What you are asked to do: Would you transcribe the entries below word for word, omitting all images?

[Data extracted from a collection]
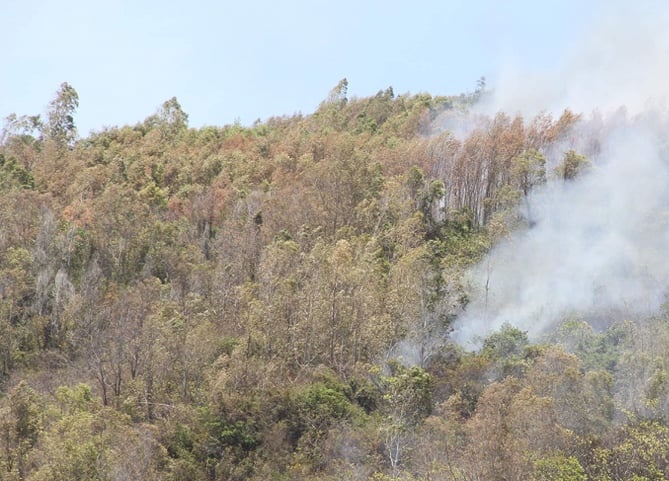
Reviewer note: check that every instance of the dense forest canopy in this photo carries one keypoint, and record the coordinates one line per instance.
(282, 300)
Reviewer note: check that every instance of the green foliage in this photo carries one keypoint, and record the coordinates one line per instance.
(559, 468)
(220, 300)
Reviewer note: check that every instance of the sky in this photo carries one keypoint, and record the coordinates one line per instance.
(244, 61)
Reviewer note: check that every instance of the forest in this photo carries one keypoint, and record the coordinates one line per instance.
(278, 301)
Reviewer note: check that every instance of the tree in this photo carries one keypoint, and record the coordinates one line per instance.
(407, 402)
(60, 126)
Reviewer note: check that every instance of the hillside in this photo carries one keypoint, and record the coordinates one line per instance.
(282, 301)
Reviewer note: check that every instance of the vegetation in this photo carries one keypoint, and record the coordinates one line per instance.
(275, 301)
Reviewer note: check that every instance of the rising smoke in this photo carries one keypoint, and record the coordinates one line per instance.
(599, 245)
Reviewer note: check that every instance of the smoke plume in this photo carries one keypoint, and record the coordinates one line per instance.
(598, 245)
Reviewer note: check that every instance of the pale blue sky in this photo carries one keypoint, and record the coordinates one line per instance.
(248, 60)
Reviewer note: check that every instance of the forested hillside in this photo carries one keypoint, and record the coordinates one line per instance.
(278, 302)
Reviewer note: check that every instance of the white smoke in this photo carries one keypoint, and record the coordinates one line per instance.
(600, 246)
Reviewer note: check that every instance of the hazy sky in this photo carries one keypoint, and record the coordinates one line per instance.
(231, 61)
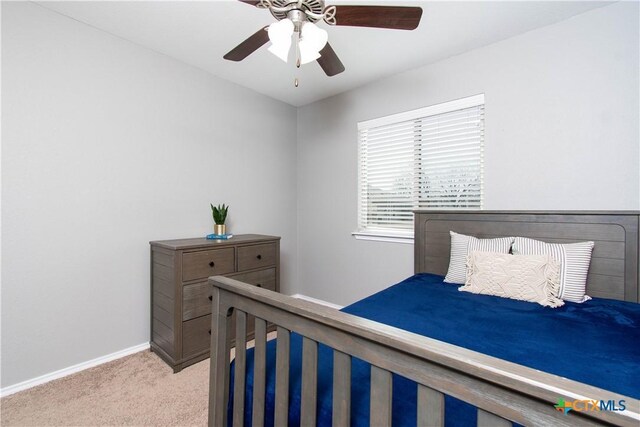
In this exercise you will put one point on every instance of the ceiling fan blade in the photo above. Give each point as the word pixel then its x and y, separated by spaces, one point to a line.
pixel 395 17
pixel 248 46
pixel 329 61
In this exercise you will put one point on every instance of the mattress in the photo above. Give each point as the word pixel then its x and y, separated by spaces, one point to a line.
pixel 596 342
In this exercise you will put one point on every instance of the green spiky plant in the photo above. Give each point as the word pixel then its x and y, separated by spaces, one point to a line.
pixel 219 213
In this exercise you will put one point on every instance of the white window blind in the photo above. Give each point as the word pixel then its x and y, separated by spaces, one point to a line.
pixel 431 158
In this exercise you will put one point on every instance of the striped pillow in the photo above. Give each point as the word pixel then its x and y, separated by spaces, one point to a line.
pixel 462 246
pixel 574 259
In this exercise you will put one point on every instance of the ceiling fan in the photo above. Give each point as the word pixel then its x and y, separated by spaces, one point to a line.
pixel 297 18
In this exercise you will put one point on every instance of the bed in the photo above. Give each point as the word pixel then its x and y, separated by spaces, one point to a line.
pixel 378 363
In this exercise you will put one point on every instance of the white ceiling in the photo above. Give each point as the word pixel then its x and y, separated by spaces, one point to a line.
pixel 199 33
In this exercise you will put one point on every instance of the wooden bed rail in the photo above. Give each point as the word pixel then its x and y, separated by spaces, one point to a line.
pixel 503 392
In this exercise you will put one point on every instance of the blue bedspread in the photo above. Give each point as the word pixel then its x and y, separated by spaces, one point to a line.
pixel 597 342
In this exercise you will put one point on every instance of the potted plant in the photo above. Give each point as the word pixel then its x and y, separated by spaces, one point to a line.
pixel 219 214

Output for this exercise:
Reviewer note: check that every instance of the dense forest canopy in this photo carries one keypoint, and record the coordinates one line per instance.
(282, 300)
Reviewer note: check that every instance of the green foliage in this photo carries one keypoint, and record the coordinates one line per instance.
(559, 468)
(220, 300)
Reviewer note: check that every instance of the sky in this photo carries one keypoint, and record the coordinates one line per instance.
(244, 61)
Reviewer note: check that every instance of the forest in this photo carries one keypoint, and record the coordinates one line per instance.
(278, 301)
Reviewer note: check that every instance of the tree in this photo carries one keypoint, and record the coordinates one line per instance.
(407, 402)
(60, 126)
Reviewer note: check that every instance of the hillside in this photo carries one keypoint, and record the coordinates one line per instance.
(282, 301)
Reviewer note: check that every instance of the vegetation in this photo carries one keypoint, and record the coordinates one line per instance.
(275, 301)
Reviewer note: check that every instance of the rising smoke in this photo carries one keypoint, and record the coordinates one line per instance.
(599, 245)
Reviewer note: check that every instance of the smoke plume in this photo carries one keypoint, and record the coordinates one line per instance.
(598, 245)
Reviewer note: check that every instance of the pale blue sky in this photo carries one keypoint, and record the coordinates one line per instance.
(248, 60)
Reviewer note: check that every instance of the forested hillside in this photo carries one keypoint, and record the coordinates one line per instance.
(278, 302)
Reviewer note: check that every instance of the white smoke in this photo carries one keypoint, and record the coordinates one line per instance.
(600, 246)
Reviewer note: check that every instance of the hazy sky in this photo carries one keypoint, and record the coordinates one line per instance.
(231, 61)
In this exercise you will put one point on every instance of the ceiling fan blade in the photo above. Give each point as the word pixel then its x and y, separated by spaces, one point to a line.
pixel 395 17
pixel 248 46
pixel 329 61
In this exercise you will put one point on every instance of the mattress in the photo above. Give each point as the word pixel then its x and y, separated by spaces, one point to a line.
pixel 596 342
In this exercise you will put one point on every instance of the green spiky plant in the photo above. Give each point as the word pixel then its x and y, separated by spaces, one point to a line.
pixel 219 213
In this exercise you will put one point on every instance of the white window blind in the photo above. Give each point as the word pixel then its x and y, separated by spaces, one point to a line.
pixel 431 158
In this exercise you will put one point on every instance of the striped pillow in the photo above. Give each point as the word pixel then its x and y, separated by spaces, one point to a line.
pixel 462 246
pixel 574 259
In this exercise you will put one point on every instance of the ceiling fan in the photo above. Give each point as the word pixel then its x and y, separated by spaces, one point to a line.
pixel 297 18
In this exercise you will put one point on every instance of the bed in the photo above. Give each point as the word pixel then its x and y, separated by spaces, one point to a line.
pixel 378 363
In this exercise you will put one point on every instance of the white ceiling in the photo above. Give each point as the word pixel then its x and y, separated by spaces, one point to a line.
pixel 199 33
In this exercise you will put one point on every instance of the wooden bed rail in the photo above. Give each point as the word pixel then its x and y, separated by spaces, one point to a line.
pixel 503 392
In this exercise you will put one point on every instance of the blue bedspread in the photo above. Give each point as the word pixel then its x and y, separated by spaces, one point to a line.
pixel 597 342
In this exercise you will put one point on every instance of the potted plant in the photo above. Give each point as the word pixel then its x and y, separated by spaces, one point to a line.
pixel 219 214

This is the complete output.